— COMPITI DELL'ESERCIZIO —
a - Rispondi in base al brano sulla rabbia della strada:
(i) Quanti anni ha la bimba?
(ii) In quale città si svolge la scena?
(iii) Che età ha all'incirca l'uomo incravattato?
b - Trascrivi il passo del brano sulla rabbia della strada che comincia con le parole contenenti "Solo che a suono" e termina con "girava il mondo.".

— BRANO FORNITO —
'''
La rabbia della strada
e la lezione del lavavetri

«Papà, perché quei due signori si danno le botte?». La bimba, tre anni freschi freschi, non capiva la scena. Milano, mattina presto, qualche settimana fa. Strada per l’asilo. Scatta il verde, e a Milano, quando scatta il verde, non basta essere veloci con frizione, acceleratore, prima seconda e terza marcia. Devi essere la fusione perfetta tra Vettel, Hamilton e una spruzzatina di Prost d’annata, se non vuoi che da dietro qualcuno strombazzi la sua isteria, accompagnando il tutto con un gesto che gli elegantoni definirebbero più che eloquente. La scena era esattamente questa.

Solo che a suono e gesto era seguito un gesto di risposta, poi urla, indici puntati, esibizione generosa di medi. E i due – uno su per giù pensionato, l’altro sui quaranta, incravattato e inamidato – erano scesi dalle auto e si erano presi a spintoni, «sfilati» dal resto delle auto come quando in Formula 1 una monoposto si spegne al via. L’incravattato un minuto prima aveva una fretta che più fretta non si può, ma ora la priorità era far capire al nemico come girava il mondo.
'''
— DATI FORNITI —
'''
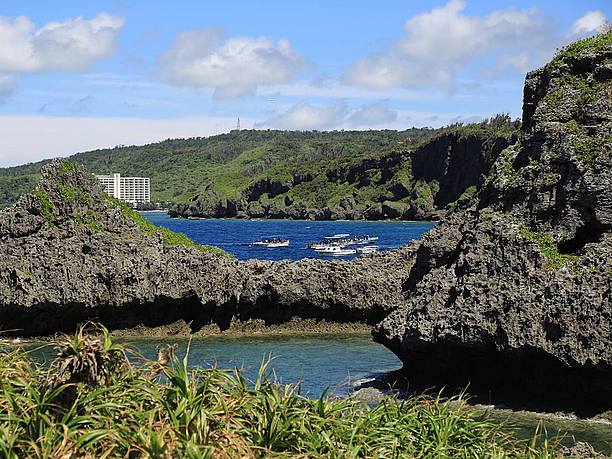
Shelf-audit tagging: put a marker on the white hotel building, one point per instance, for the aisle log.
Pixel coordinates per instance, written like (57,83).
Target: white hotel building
'''
— RISPOSTE AI COMPITI —
a -
(i) Tre anni.
(ii) Milano.
(iii) Sui quaranta.

b -
Solo che a suono e gesto era seguito un gesto di risposta, poi urla, indici puntati, esibizione generosa di medi. E i due – uno su per giù pensionato, l’altro sui quaranta, incravattato e inamidato – erano scesi dalle auto e si erano presi a spintoni, «sfilati» dal resto delle auto come quando in Formula 1 una monoposto si spegne al via. L’incravattato un minuto prima aveva una fretta che più fretta non si può, ma ora la priorità era far capire al nemico come girava il mondo.